Datensätze aus einer Datenquelle:
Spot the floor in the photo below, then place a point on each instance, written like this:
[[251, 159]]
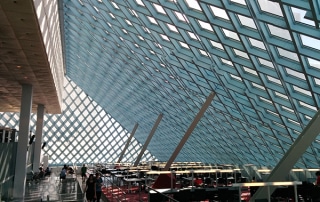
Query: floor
[[51, 189]]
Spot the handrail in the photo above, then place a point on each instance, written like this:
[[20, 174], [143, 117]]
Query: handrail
[[113, 185], [168, 197]]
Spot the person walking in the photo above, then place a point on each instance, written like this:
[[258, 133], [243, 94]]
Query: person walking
[[84, 172], [99, 183], [90, 189]]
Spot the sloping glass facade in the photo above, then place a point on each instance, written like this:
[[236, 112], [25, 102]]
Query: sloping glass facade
[[138, 59], [83, 133]]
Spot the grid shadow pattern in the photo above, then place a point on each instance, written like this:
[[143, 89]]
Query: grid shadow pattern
[[138, 59], [83, 133]]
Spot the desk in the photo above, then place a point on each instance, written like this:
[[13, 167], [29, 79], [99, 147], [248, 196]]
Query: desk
[[119, 178], [268, 184], [130, 180], [71, 177]]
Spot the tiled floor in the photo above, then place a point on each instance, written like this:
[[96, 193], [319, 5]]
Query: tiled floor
[[51, 189]]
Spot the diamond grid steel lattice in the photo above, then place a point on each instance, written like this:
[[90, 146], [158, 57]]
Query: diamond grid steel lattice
[[138, 59], [83, 133]]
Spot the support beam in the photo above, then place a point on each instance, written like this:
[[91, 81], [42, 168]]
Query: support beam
[[22, 150], [38, 142], [189, 131], [291, 157], [128, 142], [148, 140]]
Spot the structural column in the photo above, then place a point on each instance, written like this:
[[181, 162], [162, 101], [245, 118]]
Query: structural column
[[128, 142], [290, 158], [190, 129], [22, 152], [38, 142], [148, 140]]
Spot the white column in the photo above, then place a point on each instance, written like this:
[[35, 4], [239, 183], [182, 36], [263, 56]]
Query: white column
[[128, 142], [194, 123], [38, 142], [21, 159], [145, 146]]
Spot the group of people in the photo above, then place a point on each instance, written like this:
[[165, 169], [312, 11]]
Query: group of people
[[93, 188], [65, 170]]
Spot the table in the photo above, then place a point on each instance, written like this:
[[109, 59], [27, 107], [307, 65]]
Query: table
[[131, 180]]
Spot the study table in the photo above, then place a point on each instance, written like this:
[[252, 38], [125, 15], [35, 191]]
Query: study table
[[129, 182]]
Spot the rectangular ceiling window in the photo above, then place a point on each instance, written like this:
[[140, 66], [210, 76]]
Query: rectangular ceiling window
[[310, 42], [270, 7], [216, 44], [193, 4], [247, 21], [300, 90], [152, 20], [256, 43], [205, 25], [279, 32], [295, 73], [172, 28], [218, 12], [230, 34], [181, 17], [159, 9], [251, 71], [288, 54]]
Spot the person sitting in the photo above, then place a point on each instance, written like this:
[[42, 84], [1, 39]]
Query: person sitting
[[41, 173], [47, 172], [198, 182], [70, 170], [317, 182], [63, 174]]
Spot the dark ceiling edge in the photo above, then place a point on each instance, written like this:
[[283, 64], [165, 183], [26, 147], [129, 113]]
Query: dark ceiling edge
[[61, 20]]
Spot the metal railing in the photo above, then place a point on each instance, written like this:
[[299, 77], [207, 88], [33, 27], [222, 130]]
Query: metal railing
[[165, 196], [114, 191]]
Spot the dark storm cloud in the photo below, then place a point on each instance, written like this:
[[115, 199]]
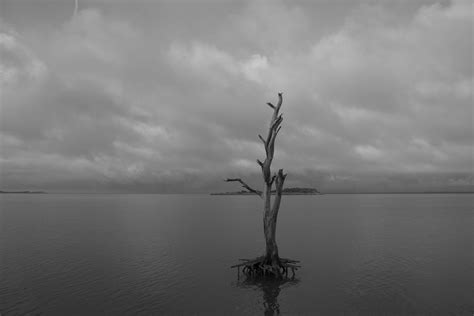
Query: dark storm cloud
[[129, 97]]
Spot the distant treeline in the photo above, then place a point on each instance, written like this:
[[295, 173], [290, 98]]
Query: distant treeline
[[287, 191]]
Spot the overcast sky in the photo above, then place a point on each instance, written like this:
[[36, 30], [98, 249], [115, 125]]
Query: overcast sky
[[169, 96]]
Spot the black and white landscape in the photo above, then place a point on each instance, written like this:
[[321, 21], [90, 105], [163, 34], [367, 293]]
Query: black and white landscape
[[129, 116]]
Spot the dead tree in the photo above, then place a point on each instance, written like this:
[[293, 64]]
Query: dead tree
[[270, 263]]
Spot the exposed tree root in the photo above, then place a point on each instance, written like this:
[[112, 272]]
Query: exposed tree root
[[263, 267]]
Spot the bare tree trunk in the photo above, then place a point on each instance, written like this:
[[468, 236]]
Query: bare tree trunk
[[270, 210]]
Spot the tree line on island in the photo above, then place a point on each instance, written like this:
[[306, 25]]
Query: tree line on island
[[285, 191]]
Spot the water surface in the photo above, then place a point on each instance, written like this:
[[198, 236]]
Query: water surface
[[170, 254]]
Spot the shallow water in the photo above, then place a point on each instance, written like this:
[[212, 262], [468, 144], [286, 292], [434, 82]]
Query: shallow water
[[170, 254]]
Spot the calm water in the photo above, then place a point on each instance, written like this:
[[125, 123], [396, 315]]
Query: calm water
[[170, 254]]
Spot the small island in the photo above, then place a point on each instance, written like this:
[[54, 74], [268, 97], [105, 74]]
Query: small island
[[286, 191]]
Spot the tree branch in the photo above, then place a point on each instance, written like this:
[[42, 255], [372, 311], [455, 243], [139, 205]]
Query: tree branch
[[271, 105], [245, 185]]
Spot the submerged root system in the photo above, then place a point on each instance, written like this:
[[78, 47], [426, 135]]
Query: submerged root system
[[262, 267]]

* [AUFGABE] Gib die Zeilen von der Zeile mit "Spot the metal" bis einschließlich der Zeile mit "[[129, 97]]" unverändert wieder. Die Bilder lässt du dabei weg.

* [ERLEDIGTE AUFGABE]
Spot the metal railing in the photo above, then place a point on each instance, written like this:
[[299, 77], [207, 88], [33, 27], [222, 130]]
Query: metal railing
[[165, 196], [114, 191]]
Spot the dark storm cloud in the photo below, then place a point on each instance, written like this:
[[115, 199]]
Query: dark storm cloud
[[129, 97]]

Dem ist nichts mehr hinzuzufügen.